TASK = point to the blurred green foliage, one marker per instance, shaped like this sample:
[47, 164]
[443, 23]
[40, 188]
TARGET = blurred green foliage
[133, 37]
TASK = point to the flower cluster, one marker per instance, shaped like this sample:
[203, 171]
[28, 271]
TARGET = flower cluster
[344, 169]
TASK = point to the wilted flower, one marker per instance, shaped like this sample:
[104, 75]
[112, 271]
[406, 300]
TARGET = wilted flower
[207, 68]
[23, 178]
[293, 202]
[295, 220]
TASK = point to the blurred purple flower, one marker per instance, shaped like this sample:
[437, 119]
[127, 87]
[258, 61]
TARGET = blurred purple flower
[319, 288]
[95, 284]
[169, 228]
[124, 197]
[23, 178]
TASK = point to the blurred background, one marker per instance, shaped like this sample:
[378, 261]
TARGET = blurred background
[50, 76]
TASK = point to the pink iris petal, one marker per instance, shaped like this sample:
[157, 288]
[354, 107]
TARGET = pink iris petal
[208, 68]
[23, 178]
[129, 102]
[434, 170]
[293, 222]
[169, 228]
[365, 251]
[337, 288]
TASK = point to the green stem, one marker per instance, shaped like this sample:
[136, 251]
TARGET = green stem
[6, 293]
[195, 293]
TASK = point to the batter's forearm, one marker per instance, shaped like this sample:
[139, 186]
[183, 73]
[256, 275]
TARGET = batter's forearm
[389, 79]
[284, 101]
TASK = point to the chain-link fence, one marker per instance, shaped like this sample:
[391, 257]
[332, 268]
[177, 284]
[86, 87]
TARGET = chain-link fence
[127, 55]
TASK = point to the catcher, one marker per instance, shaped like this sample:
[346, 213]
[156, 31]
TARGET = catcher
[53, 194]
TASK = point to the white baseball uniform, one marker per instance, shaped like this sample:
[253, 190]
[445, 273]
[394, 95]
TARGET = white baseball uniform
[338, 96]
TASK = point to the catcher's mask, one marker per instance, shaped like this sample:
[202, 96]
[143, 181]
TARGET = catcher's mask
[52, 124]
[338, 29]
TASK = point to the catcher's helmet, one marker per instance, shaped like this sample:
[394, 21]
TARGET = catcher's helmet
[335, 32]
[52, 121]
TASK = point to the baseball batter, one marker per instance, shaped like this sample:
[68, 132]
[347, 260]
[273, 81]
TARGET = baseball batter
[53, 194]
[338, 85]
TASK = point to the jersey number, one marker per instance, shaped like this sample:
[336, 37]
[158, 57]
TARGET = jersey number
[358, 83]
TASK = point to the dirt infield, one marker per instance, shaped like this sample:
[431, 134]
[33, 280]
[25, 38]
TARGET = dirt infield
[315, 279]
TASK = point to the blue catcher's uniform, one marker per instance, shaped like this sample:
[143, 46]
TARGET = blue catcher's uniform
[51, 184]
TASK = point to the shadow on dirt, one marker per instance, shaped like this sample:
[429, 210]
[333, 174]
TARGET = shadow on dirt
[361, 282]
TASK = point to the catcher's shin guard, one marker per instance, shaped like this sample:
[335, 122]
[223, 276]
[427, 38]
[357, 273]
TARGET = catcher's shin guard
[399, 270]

+++

Requirements: Copy the material from the line with "TASK = point to the blue" up to and including its final line, putting "leg guard" wherever "shin guard" appears and leaving everything else as it is.

Result:
TASK = point to the blue catcher's uniform, one marker per instance, shaped like this sample:
[143, 46]
TARGET = blue catcher's uniform
[51, 184]
TASK = point to the shadow on dirt, one marker per instance, shaped like this sample:
[429, 210]
[333, 174]
TARGET = shadow on dirt
[361, 282]
TASK = point to the catcher's leg guard, one marker per instance, shaped like this sample:
[335, 122]
[223, 276]
[427, 38]
[357, 273]
TARGET = catcher's leg guard
[399, 270]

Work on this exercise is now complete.